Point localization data
•••••

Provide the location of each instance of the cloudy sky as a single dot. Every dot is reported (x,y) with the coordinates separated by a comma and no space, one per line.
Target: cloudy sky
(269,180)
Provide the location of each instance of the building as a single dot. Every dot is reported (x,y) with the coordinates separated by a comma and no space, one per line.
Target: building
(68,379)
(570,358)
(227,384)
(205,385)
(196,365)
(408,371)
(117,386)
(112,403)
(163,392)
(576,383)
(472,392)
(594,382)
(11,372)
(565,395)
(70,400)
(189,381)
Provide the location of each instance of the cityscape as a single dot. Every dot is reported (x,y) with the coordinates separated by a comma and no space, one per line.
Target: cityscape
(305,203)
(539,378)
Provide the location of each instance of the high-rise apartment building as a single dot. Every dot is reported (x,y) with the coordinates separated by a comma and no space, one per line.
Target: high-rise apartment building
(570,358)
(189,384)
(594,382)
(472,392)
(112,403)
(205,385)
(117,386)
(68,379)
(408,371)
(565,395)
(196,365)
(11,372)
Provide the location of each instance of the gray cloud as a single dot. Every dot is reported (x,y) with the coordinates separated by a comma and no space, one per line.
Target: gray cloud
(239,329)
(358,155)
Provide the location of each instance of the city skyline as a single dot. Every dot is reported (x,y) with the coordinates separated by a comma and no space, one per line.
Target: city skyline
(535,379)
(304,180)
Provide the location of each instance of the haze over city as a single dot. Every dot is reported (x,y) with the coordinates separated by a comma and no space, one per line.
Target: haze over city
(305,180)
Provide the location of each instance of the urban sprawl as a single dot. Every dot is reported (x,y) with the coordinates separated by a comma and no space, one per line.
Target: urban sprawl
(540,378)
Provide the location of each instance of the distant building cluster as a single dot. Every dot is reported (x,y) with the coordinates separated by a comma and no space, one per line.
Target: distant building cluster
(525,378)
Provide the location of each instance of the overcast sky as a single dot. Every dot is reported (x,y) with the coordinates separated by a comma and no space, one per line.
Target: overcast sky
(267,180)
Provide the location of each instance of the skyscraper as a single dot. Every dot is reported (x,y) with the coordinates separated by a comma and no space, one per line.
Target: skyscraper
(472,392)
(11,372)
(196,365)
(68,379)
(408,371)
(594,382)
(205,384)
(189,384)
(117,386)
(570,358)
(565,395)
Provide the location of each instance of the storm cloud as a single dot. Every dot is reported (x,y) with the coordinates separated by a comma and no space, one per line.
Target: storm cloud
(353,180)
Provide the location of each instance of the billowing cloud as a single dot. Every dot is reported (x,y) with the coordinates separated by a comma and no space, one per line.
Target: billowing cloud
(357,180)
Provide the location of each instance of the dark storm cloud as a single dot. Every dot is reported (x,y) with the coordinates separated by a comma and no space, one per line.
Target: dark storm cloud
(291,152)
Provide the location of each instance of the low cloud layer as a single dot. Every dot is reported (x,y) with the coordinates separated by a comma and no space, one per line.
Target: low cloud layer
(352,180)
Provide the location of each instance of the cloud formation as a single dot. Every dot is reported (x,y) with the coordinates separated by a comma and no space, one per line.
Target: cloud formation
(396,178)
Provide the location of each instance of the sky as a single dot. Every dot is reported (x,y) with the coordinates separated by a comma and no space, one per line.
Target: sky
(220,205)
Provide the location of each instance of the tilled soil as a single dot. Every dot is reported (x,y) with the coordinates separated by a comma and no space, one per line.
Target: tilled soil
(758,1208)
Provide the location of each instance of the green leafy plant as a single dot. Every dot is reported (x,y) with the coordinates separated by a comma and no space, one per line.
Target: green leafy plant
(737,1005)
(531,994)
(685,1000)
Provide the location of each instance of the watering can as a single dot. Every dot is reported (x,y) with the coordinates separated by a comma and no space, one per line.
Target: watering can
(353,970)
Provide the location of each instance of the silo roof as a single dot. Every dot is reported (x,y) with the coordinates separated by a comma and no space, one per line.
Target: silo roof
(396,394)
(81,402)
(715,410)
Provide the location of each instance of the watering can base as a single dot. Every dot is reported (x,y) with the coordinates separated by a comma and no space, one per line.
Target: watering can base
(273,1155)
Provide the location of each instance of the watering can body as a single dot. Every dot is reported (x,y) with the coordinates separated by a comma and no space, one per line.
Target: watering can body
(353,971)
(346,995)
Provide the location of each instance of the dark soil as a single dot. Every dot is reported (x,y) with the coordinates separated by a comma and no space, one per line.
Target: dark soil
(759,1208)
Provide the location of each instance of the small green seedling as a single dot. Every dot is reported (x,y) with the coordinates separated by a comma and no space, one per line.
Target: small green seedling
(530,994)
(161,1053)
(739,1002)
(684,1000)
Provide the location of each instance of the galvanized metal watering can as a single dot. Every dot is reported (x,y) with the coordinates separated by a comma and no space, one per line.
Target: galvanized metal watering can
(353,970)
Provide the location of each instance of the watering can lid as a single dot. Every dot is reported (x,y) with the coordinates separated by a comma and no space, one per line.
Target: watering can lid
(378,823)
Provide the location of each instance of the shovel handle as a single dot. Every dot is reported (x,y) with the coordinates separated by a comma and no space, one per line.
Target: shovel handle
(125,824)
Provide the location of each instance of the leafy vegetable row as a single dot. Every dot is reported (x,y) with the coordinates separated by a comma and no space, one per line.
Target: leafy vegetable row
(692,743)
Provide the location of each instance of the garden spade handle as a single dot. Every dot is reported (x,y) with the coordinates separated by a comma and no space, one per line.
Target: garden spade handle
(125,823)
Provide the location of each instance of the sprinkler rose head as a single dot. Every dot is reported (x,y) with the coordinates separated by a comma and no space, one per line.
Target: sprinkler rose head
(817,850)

•••••

**TASK DIRECTIONS:**
Search the entries for the line holding "Target: small green seedling". Return that line and the ones after it through the last, exactly.

**ANSWER BOX:**
Target: small green seedling
(530,994)
(161,1053)
(739,1002)
(684,1000)
Provide the location of each instance of the galvanized metal watering can as a single dot. Every dot is reported (x,y) with the coordinates separated by a comma and no space, one per line.
Target: galvanized metal watering can
(353,970)
Provide the location of each instance of the watering can lid as a single dot. Every dot is reported (x,y) with the coordinates separated by a comma and no space, one per line.
Target: watering can lid
(378,823)
Provide the location of each instance of the shovel handle as a single dot. Every dot is reported (x,y) with the coordinates separated by a comma and no space, one per line.
Target: shovel handle
(125,824)
Provide the location of each instance of the leafy vegetable row as a single dot. Every dot is reported (x,y) with the coordinates separated by a comma and no space, one per line.
Target: leafy vegetable row
(692,743)
Provide the location of each instance of the garden spade handle as a single dot. Every dot is reported (x,y) with the coordinates separated by a comma and no space, one per line.
Target: garden spade handle
(125,823)
Provide the location of each instance of the sprinkler rose head as a single dot. Every dot is reported (x,y) with the coordinates separated by a comma and no space, one per line.
Target: sprinkler rose head
(817,850)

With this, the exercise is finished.